**Tasks to complete:**
1. Copy out everything in the About me page from "That is to say, I'm" down to "affect individuals' behavior.".
2. Summarize the About me page in two sentences.

**Text block:**
--------

About me

I am a behavioral scientist and research director at Stanford University. I study how to measure and affect academic motivation on a large scale. You can read about my work and its motivation in my dissertation.

PERTS

I co-founded PERTS, the Project for Education Research That Scales, and I spend most of my time directing it. PERTS is an applied research center at Stanford University that partners educational organizations, like schools and online learning platforms, with behavioral research teams to measure and change the way students think about learning. We are delighted to be working on a large array of collaborations with Professors Greg Walton, Carol Dweck, Jo Boaler, James Gross, and David Yeager.

Interests

I love to do all of the following, in no particular order:

That is to say, I'm a huge nerd. But, most of all, I like my work to have a real-world impact. That means I often work with foundations, schools, research groups, and businesses to help them measure, understand, and affect individuals' behavior.

 

Fun with R

I love R and the R community. It seems like every time I have an obscure question about data analysis or graphing, several good Samaritans have already posted their answers on Stack Overflow, Cross Validated, or other wonderful R pages and blogs. When I can, I try to give back. In that spirit, I'm including some functions below that may prove useful to others (and to my future self).

 

Logistic Regression Power Analysis

I recently needed to determine the necessary sample size for an analysis with a dichotomous outcome (earning credit in a math course). I soon discovered that power calculations for logistic regression models are complicated by their non-linear nature (Hsieh, Bloch, & Larsen, 1998). Although a number of analytical solutions have been proposed for computing the power of logistic regressions, these formulae are generally bounded by certain assumptions (Demidenko, 2007). For simplicity and to avoid the bias associated with analytical approaches, I made a few R functions to conduct Monte Carlo power simulations of logistic regression.

To use the functions below, you need to specify the expected ratio of treatment to control subjects (50% is default), the expected event prevalence in the control group (CP) and treatment group (TP), and the number of observations (n).

--------

**Extracted data:**
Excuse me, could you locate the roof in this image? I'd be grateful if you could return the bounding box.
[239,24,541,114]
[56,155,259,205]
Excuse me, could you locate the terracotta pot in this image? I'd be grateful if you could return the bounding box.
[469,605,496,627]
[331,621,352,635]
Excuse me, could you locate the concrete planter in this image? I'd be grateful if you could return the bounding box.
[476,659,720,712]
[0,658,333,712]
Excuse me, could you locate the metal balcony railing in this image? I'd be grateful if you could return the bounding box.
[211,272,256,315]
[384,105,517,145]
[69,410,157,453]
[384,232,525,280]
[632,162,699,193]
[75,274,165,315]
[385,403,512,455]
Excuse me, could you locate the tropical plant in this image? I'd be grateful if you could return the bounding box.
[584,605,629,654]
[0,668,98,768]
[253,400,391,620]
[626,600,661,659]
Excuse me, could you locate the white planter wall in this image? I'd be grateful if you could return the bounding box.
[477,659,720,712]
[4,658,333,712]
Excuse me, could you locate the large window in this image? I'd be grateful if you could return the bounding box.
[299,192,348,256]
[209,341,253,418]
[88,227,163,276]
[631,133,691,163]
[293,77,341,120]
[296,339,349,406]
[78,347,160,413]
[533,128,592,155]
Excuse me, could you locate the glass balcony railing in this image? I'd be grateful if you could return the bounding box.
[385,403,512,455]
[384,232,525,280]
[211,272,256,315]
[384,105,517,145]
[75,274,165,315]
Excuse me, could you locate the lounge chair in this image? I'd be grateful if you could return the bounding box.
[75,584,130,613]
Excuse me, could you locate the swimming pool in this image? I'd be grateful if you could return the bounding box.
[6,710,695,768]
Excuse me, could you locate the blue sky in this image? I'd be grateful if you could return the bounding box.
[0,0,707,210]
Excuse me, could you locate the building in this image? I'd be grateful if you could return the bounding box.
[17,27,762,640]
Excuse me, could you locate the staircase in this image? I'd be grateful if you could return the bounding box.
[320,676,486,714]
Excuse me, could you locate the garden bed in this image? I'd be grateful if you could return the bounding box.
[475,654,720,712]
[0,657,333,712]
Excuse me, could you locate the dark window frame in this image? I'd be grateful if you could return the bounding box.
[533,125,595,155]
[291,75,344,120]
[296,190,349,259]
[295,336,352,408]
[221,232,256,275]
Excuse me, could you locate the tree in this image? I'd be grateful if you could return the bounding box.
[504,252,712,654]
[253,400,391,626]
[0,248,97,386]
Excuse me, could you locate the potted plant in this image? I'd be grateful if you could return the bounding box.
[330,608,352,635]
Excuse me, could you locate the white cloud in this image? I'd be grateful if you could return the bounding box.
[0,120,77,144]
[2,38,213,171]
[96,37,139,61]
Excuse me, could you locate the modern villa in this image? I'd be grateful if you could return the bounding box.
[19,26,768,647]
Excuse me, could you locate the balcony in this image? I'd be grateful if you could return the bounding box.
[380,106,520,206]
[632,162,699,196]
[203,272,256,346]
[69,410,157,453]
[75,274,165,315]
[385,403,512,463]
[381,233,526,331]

--------

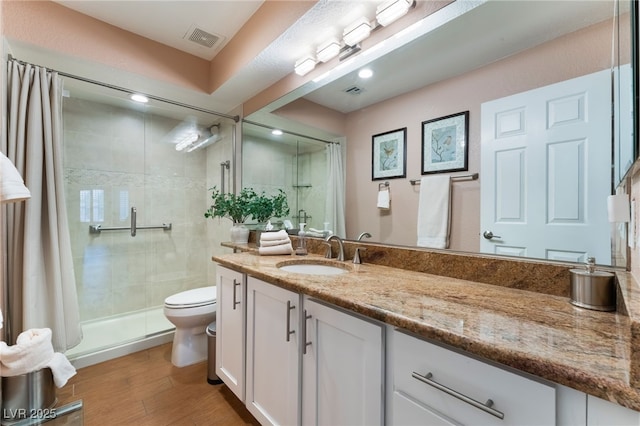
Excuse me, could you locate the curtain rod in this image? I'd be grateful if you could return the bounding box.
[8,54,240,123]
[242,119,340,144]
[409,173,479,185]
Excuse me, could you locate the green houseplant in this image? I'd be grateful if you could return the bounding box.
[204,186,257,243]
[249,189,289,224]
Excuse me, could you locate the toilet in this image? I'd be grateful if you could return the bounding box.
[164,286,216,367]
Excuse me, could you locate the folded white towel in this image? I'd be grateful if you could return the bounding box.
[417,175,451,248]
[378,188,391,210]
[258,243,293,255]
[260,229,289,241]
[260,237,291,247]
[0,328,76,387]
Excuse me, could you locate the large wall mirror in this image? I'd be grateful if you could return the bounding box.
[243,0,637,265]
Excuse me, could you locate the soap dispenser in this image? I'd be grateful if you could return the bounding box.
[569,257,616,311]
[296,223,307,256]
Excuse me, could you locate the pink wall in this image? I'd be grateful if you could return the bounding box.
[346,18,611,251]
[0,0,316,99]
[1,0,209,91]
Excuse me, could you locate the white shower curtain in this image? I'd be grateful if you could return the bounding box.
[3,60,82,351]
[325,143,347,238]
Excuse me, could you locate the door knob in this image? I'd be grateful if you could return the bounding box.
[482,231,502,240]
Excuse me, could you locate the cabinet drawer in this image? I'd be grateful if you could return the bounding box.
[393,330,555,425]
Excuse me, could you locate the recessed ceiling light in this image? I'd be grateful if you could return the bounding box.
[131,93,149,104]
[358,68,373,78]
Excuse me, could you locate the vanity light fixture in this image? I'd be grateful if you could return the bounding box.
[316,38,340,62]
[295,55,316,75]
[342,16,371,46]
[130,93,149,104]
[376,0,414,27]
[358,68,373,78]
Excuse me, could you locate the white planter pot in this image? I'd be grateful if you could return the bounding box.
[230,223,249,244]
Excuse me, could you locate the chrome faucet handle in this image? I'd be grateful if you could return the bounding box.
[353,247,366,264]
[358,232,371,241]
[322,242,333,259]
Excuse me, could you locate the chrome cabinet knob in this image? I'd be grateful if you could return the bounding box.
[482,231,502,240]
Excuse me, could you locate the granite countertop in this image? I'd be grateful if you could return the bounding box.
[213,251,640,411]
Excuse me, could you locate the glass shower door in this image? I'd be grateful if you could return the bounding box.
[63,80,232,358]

--------

**Problem solutions:**
1.
That is to say, I'm a huge nerd. But, most of all, I like my work to have a real-world impact. That means I often work with foundations, schools, research groups, and businesses to help them measure, understand, and affect individuals' behavior.

2. The writer is a behavioral scientist and research director at Stanford University who studies how to measure and affect academic motivation on a large scale, and who co-founded and directs PERTS, an applied research center that partners educational organizations with behavioral research teams. To give back to the R community, the writer shares R functions, including ones for Monte Carlo power simulations of logistic regression, built for simplicity and to avoid the bias of analytical formulas that are bounded by certain assumptions.